§ WHAT TO DO:
(A) Answer these questions using the book review:
(i) How many pages does the novel have?
(ii) What does Hazel describe herself as?
(iii) What does each character share, according to the review?
Mark each answer with its numeral.
(B) Copy word for word everything in the book review from the words "This small description" down to the words "its 313 pages.".

§ EXCERPT:
--------------------------------

This small description does not due this book justice.  I will not be able to write an accurate summary of this novel.  It takes the reader to new depths.  It has everything you will ever need hidden inside its 313 pages.

It is a must read. 

Anything I write will sound cheesy, and cliché.  On the surface The Fault in our Stars is just that cliché and cheesy.  Augustus is overly in love with Hazel (“It would be a privilege to have my heart broken by you”) and she cannot imagine getting emotionally involved with anyone.  Hazel describes herself as a grenade.  She wants to wound as few as possible when her body decides to pull the pin.  This is a wonderful shift from the traditional ticking time bomb.  Each page contains fantastic metaphors.  If you are not careful you will miss their importance.  Their subtle meanings are what take The Fault in our Stars from great to amazing.

From the beginning the characters pull you in.  Every single character has a special moment and space within the book.  Each character is there for a specific reason, each share their own fears and desires.  Individually the characters are lacking, but together… Together they are wonderful.  The way they interact with each other; the devotion, commitment, and respect is astounding.

--------------------------------

§ DATA RECORDS:

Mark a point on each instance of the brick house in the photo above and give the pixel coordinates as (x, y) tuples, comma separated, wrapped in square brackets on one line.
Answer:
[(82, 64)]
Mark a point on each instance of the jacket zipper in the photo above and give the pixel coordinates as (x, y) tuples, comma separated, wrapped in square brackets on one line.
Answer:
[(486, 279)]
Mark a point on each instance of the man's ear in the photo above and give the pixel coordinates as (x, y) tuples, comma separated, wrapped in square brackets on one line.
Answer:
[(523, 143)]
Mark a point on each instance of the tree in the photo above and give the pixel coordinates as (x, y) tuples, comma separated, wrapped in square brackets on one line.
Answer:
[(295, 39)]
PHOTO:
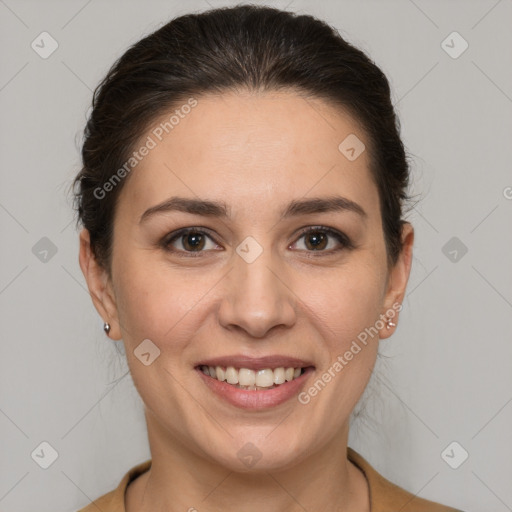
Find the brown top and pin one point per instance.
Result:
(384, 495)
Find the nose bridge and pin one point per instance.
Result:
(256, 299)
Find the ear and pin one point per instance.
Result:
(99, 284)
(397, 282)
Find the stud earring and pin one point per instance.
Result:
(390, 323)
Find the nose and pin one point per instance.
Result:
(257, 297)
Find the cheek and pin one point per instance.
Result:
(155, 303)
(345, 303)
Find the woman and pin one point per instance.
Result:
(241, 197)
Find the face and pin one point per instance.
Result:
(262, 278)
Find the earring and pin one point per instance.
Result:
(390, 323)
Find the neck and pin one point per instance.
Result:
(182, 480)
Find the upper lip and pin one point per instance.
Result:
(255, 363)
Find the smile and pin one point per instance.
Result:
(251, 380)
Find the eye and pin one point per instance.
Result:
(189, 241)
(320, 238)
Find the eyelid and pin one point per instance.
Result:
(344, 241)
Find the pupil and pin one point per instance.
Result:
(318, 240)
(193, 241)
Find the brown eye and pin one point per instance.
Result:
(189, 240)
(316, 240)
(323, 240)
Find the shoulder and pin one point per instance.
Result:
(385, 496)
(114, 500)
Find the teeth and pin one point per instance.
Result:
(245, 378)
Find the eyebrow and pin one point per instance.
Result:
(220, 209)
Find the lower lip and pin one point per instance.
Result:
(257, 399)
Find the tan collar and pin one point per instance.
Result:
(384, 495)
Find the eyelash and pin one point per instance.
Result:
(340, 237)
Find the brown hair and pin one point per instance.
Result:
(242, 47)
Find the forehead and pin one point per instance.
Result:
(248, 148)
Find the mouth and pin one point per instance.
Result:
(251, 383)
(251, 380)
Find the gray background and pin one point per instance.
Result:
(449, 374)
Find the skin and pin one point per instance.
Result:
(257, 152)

--------------------------------

§ ANSWER SECTION:
(A)
(i) 313
(ii) A grenade
(iii) Their own fears and desires

(B)
This small description does not due this book justice.  I will not be able to write an accurate summary of this novel.  It takes the reader to new depths.  It has everything you will ever need hidden inside its 313 pages.